## [QUOTED TEXT]
While the California Rules of Professional Conduct may not provide the most scintillating reading, they form the basis of good attorney behavior and every member of the State Bar is bound by them. Would-be lawyers must pass a professional responsibility exam, separate from the bar exam, to be admitted to practice. Violations can lead to trouble with judges, other lawyers and clients, as well as discipline by the State Bar. An entire body of legal practice is devoted to interpreting, enforcing and defending the rules.

Eight years ago, the Commission for the Revision of the Rules of Professional Conduct embarked on the herculean task of revising and updating the rules, a project that hadn’t been undertaken for two decades. The end product presents a multitude of substantive changes to both existing law and public policy and addresses issues as varied as conflicts of interest, legal fees, confidentiality, terminating representation, publicity, advertising, handling client money and sex with clients. California is the only state that does not pattern its rules on the American Bar Association’s Model Rules of Professional Conduct, but the commission now recommends adoption of the Model Rules format, numbering system and, in many instances, the substantive standard. In part, this is because the panel was charged with trying to eliminate unnecessary and potentially confusing differences between California and other states and to foster the evolution of a national standard with respect to professional responsibility issues. “Our charge was to review the law of lawyering and to remove any unnecessary differences between the model rules and local rules,” said Kevin Mohr, a consultant to the commission and ethics instructor at California Western School of Law. Where the model rules departed from California’s standards (for example, confidentiality exceptions are much more limited in California), the commission recommends not pursuing the ABA rules, Mohr said.

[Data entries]
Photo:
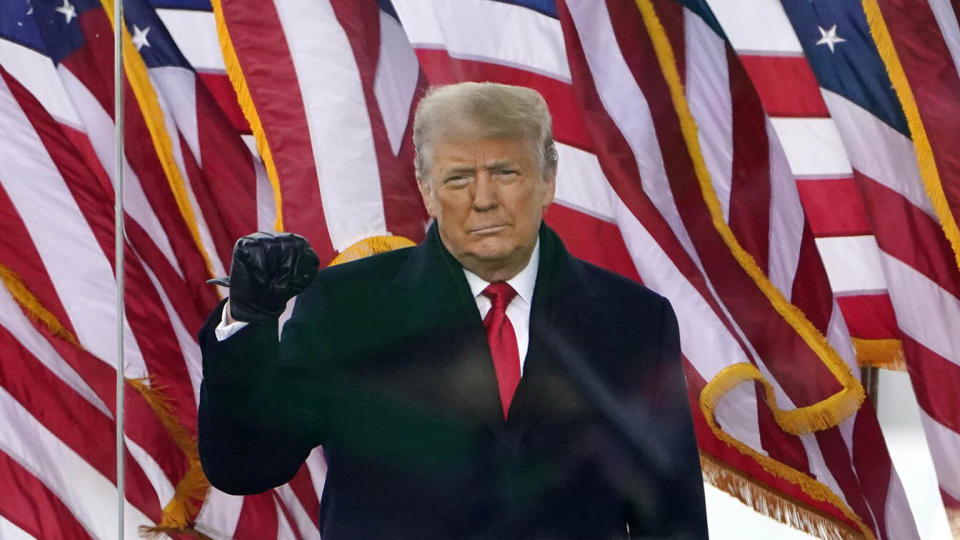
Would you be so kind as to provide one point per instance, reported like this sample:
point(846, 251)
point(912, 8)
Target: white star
point(68, 10)
point(829, 37)
point(140, 37)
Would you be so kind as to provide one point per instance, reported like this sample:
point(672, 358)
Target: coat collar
point(438, 301)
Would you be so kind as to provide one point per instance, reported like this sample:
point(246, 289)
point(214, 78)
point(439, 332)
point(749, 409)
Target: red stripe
point(749, 215)
point(272, 80)
point(29, 504)
point(568, 123)
point(869, 316)
point(811, 288)
point(72, 419)
point(218, 83)
point(907, 233)
point(620, 168)
point(258, 518)
point(786, 85)
point(836, 455)
point(935, 83)
point(775, 340)
point(593, 240)
point(872, 462)
point(936, 382)
point(302, 487)
point(402, 205)
point(712, 446)
point(834, 207)
point(144, 309)
point(227, 190)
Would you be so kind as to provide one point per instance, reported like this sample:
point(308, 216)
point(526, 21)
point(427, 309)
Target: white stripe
point(155, 475)
point(878, 151)
point(99, 128)
point(925, 311)
point(91, 497)
point(188, 345)
point(195, 33)
point(396, 79)
point(38, 75)
point(14, 321)
point(786, 219)
point(947, 22)
point(340, 131)
point(284, 529)
point(813, 147)
point(9, 531)
point(219, 514)
point(703, 338)
point(628, 108)
point(756, 25)
point(900, 522)
point(173, 128)
point(83, 280)
point(708, 93)
point(305, 524)
point(943, 443)
point(317, 465)
point(852, 263)
point(581, 184)
point(496, 32)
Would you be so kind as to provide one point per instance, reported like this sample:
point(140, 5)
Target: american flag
point(749, 160)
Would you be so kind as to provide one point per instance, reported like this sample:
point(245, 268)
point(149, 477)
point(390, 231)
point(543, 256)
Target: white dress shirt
point(518, 311)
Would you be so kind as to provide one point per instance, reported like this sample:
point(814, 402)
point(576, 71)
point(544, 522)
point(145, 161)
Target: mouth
point(488, 229)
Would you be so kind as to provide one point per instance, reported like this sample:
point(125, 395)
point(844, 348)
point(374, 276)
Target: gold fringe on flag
point(32, 306)
point(192, 488)
point(880, 353)
point(245, 100)
point(143, 91)
point(371, 246)
point(818, 416)
point(925, 159)
point(730, 377)
point(772, 504)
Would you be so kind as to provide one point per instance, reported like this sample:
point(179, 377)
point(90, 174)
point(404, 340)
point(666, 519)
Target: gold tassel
point(245, 100)
point(880, 353)
point(33, 308)
point(192, 488)
point(772, 504)
point(925, 160)
point(371, 246)
point(819, 492)
point(823, 414)
point(146, 97)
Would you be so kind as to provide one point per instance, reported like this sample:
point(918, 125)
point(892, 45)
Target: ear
point(426, 193)
point(549, 189)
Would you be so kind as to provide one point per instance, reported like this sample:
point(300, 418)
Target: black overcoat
point(385, 363)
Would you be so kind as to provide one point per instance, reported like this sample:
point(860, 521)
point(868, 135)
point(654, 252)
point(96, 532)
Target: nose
point(484, 192)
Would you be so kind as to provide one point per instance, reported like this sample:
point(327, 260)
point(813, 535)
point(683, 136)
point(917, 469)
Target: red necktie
point(503, 341)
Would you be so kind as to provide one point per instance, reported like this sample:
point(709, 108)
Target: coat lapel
point(441, 314)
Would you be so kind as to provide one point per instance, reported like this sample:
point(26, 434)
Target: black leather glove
point(267, 270)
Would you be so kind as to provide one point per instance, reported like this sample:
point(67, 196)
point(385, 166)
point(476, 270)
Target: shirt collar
point(523, 283)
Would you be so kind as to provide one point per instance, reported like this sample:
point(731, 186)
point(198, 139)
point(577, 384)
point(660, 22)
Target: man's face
point(488, 198)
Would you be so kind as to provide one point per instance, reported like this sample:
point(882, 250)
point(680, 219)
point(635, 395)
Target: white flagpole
point(118, 245)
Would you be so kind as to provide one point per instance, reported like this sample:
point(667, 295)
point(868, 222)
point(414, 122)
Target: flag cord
point(118, 247)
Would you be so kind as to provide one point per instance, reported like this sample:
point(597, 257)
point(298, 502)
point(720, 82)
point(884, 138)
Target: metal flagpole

## [OBJECTIVES]
(a) Answer these about the passage on California's rules of professional conduct, one a line:
(i) What exam, separate from the bar exam, must would-be lawyers pass to be admitted to practice?
(ii) How long had it been since a revision of the rules was last undertaken when the commission began its work?
(iii) At what school is Kevin Mohr an ethics instructor?
(b) Retype the records from their first line through the line with "point(227, 190)", including both of those lines, and leave the pictures out of your answer.
The text and the records are unrelated material.

## [SOLUTIONS FOR EACH TASK]
(a)
(i) A professional responsibility exam.
(ii) Two decades.
(iii) California Western School of Law.

(b)
Photo:
Would you be so kind as to provide one point per instance, reported like this sample:
point(846, 251)
point(912, 8)
Target: white star
point(68, 10)
point(829, 37)
point(140, 37)
Would you be so kind as to provide one point per instance, reported like this sample:
point(672, 358)
Target: coat collar
point(438, 301)
Would you be so kind as to provide one point per instance, reported like this sample:
point(246, 289)
point(214, 78)
point(439, 332)
point(749, 409)
Target: red stripe
point(749, 215)
point(272, 80)
point(29, 504)
point(568, 123)
point(869, 316)
point(811, 288)
point(72, 419)
point(218, 83)
point(907, 233)
point(620, 168)
point(258, 518)
point(786, 85)
point(836, 455)
point(935, 83)
point(775, 340)
point(593, 240)
point(872, 462)
point(936, 382)
point(302, 487)
point(402, 205)
point(712, 446)
point(834, 207)
point(144, 309)
point(227, 190)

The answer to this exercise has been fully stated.